- Object point labels
— START —
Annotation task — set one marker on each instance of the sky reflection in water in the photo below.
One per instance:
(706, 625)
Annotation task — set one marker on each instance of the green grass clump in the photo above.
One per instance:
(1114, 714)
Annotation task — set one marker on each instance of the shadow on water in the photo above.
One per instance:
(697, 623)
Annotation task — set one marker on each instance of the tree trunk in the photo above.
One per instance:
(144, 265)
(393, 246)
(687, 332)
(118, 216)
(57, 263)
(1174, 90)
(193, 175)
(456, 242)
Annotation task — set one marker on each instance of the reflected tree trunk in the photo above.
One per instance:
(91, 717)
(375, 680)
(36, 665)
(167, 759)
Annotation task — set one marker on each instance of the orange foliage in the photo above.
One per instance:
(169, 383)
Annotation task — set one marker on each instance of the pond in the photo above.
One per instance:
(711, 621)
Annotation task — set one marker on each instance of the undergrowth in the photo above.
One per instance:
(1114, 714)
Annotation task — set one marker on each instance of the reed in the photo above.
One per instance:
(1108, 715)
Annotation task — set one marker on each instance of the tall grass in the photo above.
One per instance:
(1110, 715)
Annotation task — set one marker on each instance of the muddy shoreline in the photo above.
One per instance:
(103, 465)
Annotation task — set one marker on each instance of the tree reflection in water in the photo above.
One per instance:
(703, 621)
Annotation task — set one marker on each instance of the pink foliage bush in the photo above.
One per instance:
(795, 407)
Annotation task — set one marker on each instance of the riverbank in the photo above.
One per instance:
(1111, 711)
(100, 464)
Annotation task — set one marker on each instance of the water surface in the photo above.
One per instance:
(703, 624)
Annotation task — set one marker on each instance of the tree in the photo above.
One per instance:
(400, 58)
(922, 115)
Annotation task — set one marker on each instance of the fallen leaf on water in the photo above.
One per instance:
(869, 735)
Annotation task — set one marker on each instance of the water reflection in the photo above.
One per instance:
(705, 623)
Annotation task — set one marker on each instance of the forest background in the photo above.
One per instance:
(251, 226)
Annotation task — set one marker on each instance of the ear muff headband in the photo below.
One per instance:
— END —
- PROBLEM REQUIREMENTS
Scale the lines from the one containing "foliage in the photo above." through the one containing "(1108, 715)", both included: repeat every line in order with its request, and multiply each point coordinate by 0.25, rounding to whole numbers with halves going up. Give only these lines.

- TASK ANSWER
Annotation task — set one marker on each instance of the orange foliage in the photo above.
One per instance:
(42, 96)
Annotation task — set one marker on each instance of the pond in the photo above.
One per instance:
(178, 155)
Annotation task — set one marker on each instance of the undergrowth in the photo above.
One per instance:
(279, 179)
Annotation task — set one marker on each instance of the reed in the photo above.
One per instance:
(277, 179)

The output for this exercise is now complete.